__Written instruction 1__: In the post on U.S. financial reform, translate this sentence into Spanish: "The reforms, which are being hammered out by the Basel Committee of global banking regulators, could make anything found in the US banking reforms look mild."
__Written instruction 2__: Pick up the post on U.S. financial reform from its final sentence and write the next part.

Sunday, June 27, 2010

U.S. Financial Reform: The Big Picture.




The U.S. financial reform bill has passed the house; but with the death of Senator Robert Byrd, the final bill won't pass the Senate until after the fourth of July recess, so the final-final details are not know as of yet and I have yet to find any article that goes into any great detail on the specifics in the new bill. In the meantime, I will take a broad and short overview on the subject and try to put it into perspective and context into the bigger picture by looking at what situation lead to the creation and passage of this bill, whose ideal this bill was, who the major authors of this bill were, and the very words of the people who authored this bill and the words of the President himself. Note that this post only covers the U.S. financial reforms as opposed to the coming Global financial reforms which I have read would have a greater impact on the banking industry,
As financial reform nears completion, the big Wall Street firms are turning their attention to new global banking rules that, if approved in their current form, would squeeze profits and lead to lower share prices[...]The reforms, which are being hammered out by the Basel Committee of global banking regulators, could make anything found in the US banking reforms look mild...

__Dataset records__:
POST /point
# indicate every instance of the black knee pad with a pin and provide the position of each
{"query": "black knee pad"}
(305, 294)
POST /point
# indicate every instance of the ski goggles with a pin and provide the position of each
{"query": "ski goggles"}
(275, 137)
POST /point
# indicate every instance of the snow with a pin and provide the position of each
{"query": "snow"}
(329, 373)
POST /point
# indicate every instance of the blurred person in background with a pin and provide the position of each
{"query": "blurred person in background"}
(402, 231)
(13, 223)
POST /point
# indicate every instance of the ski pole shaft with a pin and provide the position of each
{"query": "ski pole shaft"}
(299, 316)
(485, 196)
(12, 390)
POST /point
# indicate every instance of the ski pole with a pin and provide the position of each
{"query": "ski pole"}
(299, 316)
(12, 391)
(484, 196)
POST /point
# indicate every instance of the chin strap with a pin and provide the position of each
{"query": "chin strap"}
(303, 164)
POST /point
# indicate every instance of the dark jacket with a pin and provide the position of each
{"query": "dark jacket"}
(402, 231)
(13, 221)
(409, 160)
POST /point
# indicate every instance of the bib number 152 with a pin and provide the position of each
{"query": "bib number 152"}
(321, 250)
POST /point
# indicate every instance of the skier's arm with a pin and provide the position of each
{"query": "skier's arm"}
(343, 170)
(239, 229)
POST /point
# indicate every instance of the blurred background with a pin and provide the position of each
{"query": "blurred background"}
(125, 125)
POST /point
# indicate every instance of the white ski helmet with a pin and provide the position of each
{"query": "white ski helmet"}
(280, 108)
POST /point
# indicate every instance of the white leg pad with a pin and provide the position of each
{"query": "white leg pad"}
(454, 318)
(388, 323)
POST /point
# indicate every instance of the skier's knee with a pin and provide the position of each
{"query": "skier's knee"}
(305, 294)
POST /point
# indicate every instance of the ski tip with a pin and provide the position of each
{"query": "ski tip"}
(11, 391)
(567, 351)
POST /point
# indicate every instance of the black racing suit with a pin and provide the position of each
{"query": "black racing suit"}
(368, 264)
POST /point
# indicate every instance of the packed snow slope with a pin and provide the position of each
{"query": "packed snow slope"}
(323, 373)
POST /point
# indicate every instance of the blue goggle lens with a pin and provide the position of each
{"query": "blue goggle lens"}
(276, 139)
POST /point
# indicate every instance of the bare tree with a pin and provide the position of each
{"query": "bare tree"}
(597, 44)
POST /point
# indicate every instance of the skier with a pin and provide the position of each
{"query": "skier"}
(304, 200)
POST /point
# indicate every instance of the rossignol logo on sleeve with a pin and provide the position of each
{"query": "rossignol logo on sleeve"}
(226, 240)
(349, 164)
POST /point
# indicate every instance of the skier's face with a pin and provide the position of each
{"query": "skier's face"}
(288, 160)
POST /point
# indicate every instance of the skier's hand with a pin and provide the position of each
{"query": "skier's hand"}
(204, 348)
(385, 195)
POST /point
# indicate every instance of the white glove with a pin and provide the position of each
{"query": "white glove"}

__Reply 1__: Las reformas, que está ultimando el Comité de Basilea de reguladores bancarios mundiales, podrían hacer que cualquier cosa contenida en las reformas bancarias de Estados Unidos parezca moderada.

__Reply 2__:
What lead to the creation and passage of this bill? The recent global economic recession. As made clear in "The House That Uncle Sam Built" that can be found in the required reading section and this nice video by Thomas Sowell, this recession was caused by government involvement and interference in the economy through its central banking policies and its involvement in the housing market. (A little side note of interest is the role that the system of credit played in the overall economic situation the world is in and the fact that the 30-year mortgage was made possible by government backing up these mortgages.) So what is the solution to a problem that was caused by government interference in the private sector? More government involvement and regulation by the very same people who authored the recent recession. Who would these people be? Barney Franks and Chris Dodd.

At the heart of the recent recession was the busting of housing bubble that was created by the government and more specifically through Barney Frank and Chris Dodd involvements in the housing market. Have they admitted that they made some very bad decisions and have they took responsibility for their part in the housing mess? No. These two are some of the major authors of this bill. So how can this bill be a good thing? What did the recent government involvement in the economy that lead to the collapse of the housing market lead to? A more active role for the government in the private sector.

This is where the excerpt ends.